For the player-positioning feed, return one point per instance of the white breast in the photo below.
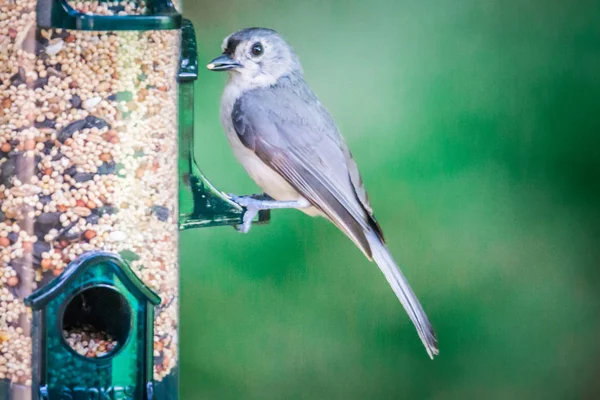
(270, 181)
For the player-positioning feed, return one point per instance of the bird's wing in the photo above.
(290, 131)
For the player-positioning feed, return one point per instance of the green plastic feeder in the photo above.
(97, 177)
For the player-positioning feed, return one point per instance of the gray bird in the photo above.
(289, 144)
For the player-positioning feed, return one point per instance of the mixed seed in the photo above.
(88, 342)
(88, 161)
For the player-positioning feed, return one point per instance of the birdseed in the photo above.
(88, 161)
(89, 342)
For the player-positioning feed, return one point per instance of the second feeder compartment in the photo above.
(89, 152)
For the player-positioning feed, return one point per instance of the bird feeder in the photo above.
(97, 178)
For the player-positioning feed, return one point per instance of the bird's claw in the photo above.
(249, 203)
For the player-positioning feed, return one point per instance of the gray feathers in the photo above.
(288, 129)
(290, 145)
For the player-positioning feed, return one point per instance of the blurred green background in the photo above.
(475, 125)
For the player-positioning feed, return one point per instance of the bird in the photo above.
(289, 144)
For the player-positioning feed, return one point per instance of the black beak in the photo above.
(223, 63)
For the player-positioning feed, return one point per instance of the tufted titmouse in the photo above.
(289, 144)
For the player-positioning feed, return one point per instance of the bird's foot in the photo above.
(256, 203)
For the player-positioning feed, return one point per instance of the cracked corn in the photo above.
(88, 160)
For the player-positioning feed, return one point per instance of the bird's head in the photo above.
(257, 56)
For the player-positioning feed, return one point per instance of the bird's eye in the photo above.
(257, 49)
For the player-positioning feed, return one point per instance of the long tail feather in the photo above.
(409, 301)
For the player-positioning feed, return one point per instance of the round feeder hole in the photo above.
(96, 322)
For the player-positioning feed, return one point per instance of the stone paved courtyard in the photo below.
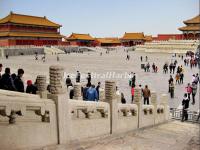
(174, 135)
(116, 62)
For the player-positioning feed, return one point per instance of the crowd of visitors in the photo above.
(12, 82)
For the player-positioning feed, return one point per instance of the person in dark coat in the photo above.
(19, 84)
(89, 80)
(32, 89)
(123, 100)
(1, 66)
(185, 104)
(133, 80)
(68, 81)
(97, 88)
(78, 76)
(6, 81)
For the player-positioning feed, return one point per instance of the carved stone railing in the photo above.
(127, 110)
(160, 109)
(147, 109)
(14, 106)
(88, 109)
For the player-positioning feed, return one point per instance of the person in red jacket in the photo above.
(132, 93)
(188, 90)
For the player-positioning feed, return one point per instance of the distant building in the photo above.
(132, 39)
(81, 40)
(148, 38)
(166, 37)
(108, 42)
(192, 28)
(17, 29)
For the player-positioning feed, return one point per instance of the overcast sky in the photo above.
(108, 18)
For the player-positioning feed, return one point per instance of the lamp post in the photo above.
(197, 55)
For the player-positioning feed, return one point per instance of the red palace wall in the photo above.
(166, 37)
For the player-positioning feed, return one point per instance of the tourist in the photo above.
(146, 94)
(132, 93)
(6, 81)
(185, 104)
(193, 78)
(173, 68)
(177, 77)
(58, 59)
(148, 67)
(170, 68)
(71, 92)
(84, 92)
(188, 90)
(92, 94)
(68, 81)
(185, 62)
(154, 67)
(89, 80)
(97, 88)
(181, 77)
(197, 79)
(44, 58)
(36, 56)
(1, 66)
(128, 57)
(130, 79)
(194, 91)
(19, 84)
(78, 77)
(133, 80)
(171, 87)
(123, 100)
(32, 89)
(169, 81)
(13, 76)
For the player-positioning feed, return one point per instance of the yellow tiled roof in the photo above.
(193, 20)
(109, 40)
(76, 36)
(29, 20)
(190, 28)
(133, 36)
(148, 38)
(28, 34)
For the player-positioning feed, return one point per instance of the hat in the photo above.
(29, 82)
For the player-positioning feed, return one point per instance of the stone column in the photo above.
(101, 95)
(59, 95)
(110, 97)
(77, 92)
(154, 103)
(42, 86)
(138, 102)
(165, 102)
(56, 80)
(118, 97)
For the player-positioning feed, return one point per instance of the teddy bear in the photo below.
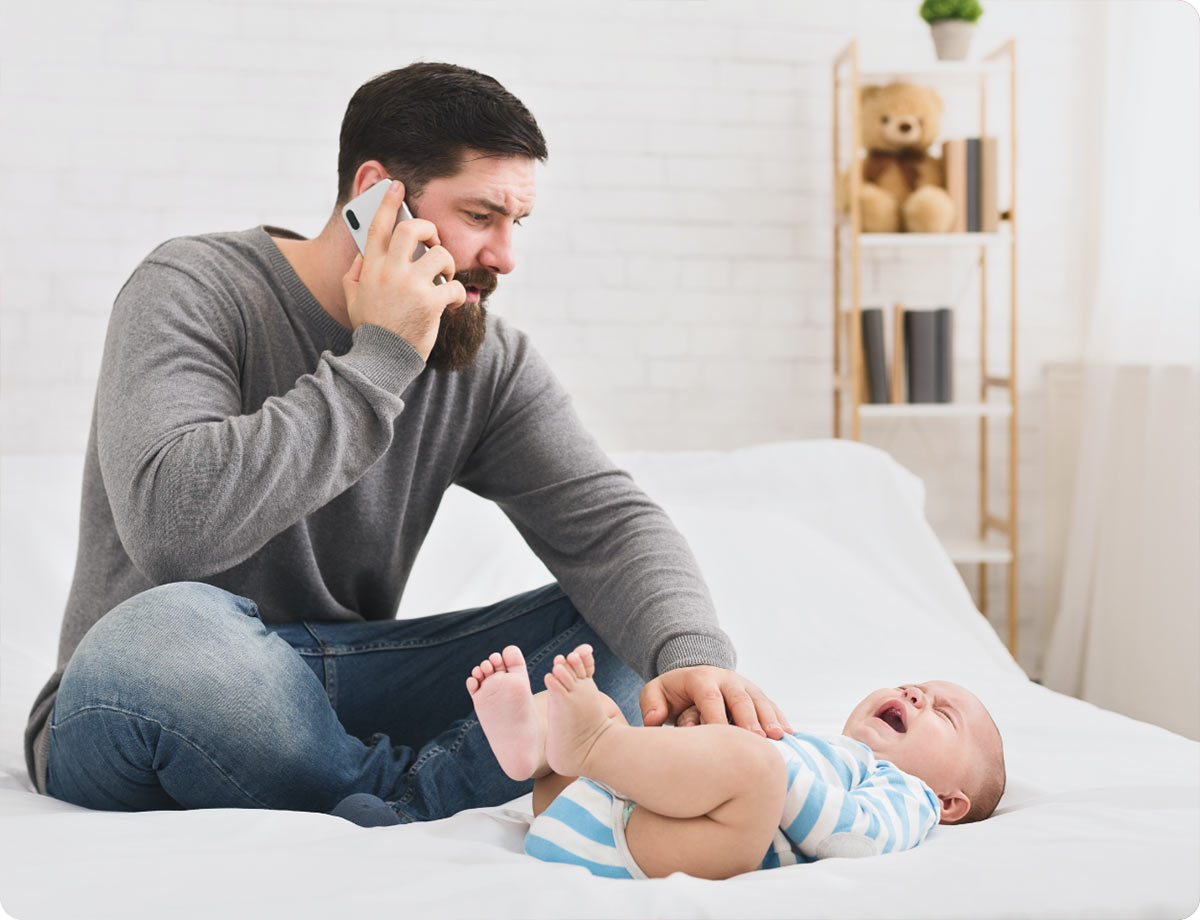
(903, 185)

------------------------------------------------------------------------

_WHAT YOU HAVE TO DO_. Repeat the entries exactly and keep the pictures out of the copy.

_SOLUTION FOR THIS TASK_.
For the player-positioning feed, return one point per instance of the white breast in the photo below.
(270, 181)
For the player-positioning feed, return one point per instance of the bird's wing in the photo above.
(290, 131)
For the player-positioning feed, return one point per instance of the green plastic feeder in the photo above.
(97, 177)
For the player-positioning feed, return one point per instance of the gray bird in the photo above.
(289, 144)
For the player-positioning feed, return one point per instance of the mixed seed in the photo above.
(88, 342)
(88, 161)
For the player-positioning feed, return one point per instance of the birdseed in the photo above.
(88, 161)
(89, 342)
For the player-positioning feed, return one point per instance of the second feeder compartment in the photo above.
(89, 152)
For the player-positioning feed, return one point per instance of the bird feeder in the photo above.
(97, 178)
For the player-positioning feed, return one point per instance of the bird's claw in the photo above.
(249, 203)
For the player-positioning feed, return one point per instance of the gray feathers in the photo above.
(288, 129)
(290, 145)
For the player-positioning feed, return one point per instance of the blurred green background in the photo above.
(475, 125)
For the player-positioning feed, return one point per instance of the bird in the photo above.
(289, 144)
For the player-positioning feed, return one point per instance of the black beak in the photo above.
(223, 63)
For the player-positioning feed, return one point per instance of the tufted titmouse in the photo above.
(289, 144)
For the player-positioning feed, return one point per instance of the bird's foot in the photo above.
(256, 203)
For the player-positioning feed, return one point per instance of the cracked corn in the photo above.
(88, 160)
For the player-positioning feed, return one point per instance of the bird's head in the photo above.
(257, 56)
For the player-positioning feed, return one point per instance of the bird's eye in the photo above.
(257, 49)
For the player-positioning feed, return one point per instance of the long tail feather in the photo above.
(409, 301)
For the player-positioning feed, return one point per instance of the round feeder hole in the photo above.
(96, 322)
For the player-positioning feed, return one point per instance of the stone paved courtyard in the photo below.
(174, 135)
(116, 62)
For the player-positioning feed, return one point per instance of the crowd of visitors in the photo above.
(12, 82)
For the player-positioning feed, return one point per instance of the person in dark coat in the photo above.
(19, 84)
(89, 80)
(32, 89)
(123, 100)
(1, 66)
(185, 104)
(133, 80)
(68, 81)
(97, 88)
(78, 76)
(6, 81)
For the player-positioning feed, return one point per instance of the carved stone railing in the photo above.
(127, 110)
(160, 109)
(147, 109)
(14, 106)
(88, 109)
For the player-positioning feed, return one point per instance of the person in red jacket in the photo above.
(132, 93)
(188, 90)
For the player-positioning feed, return one point per instance of the distant building in the photo above.
(132, 39)
(81, 40)
(148, 38)
(166, 37)
(108, 42)
(192, 28)
(17, 29)
For the player-positioning feed, return one point per instance of the overcast sky in the photo above.
(108, 18)
For the player-positioning feed, return one point per instance of the lamp post in the photo above.
(197, 55)
For the player-positioning feed, return one point per instance of the red palace wall in the photo above.
(166, 37)
For the player-positioning feed, return one point per instance of the tourist in the photo above.
(146, 94)
(132, 93)
(6, 81)
(185, 104)
(193, 78)
(173, 68)
(177, 77)
(58, 59)
(148, 67)
(170, 68)
(71, 92)
(84, 92)
(188, 90)
(92, 94)
(68, 81)
(185, 62)
(154, 67)
(89, 80)
(97, 88)
(181, 77)
(197, 79)
(44, 58)
(36, 56)
(1, 66)
(128, 57)
(130, 79)
(194, 91)
(19, 84)
(78, 77)
(133, 80)
(171, 87)
(123, 100)
(32, 89)
(169, 81)
(13, 76)
For the player-positioning feed, return one point per instance of the yellow tiled roof in the photo above.
(193, 20)
(109, 40)
(76, 36)
(29, 20)
(190, 28)
(133, 36)
(148, 38)
(28, 34)
For the player-positioning feed, return one point per instance of the hat in the photo above.
(29, 82)
For the player-positioning feed, return one point per instance of the stone column in the photo above.
(101, 95)
(59, 95)
(110, 97)
(77, 92)
(154, 103)
(42, 86)
(138, 102)
(165, 102)
(56, 80)
(118, 97)
For the player-positioning feed, return one point per instance of the teddy bear in the photo below.
(903, 185)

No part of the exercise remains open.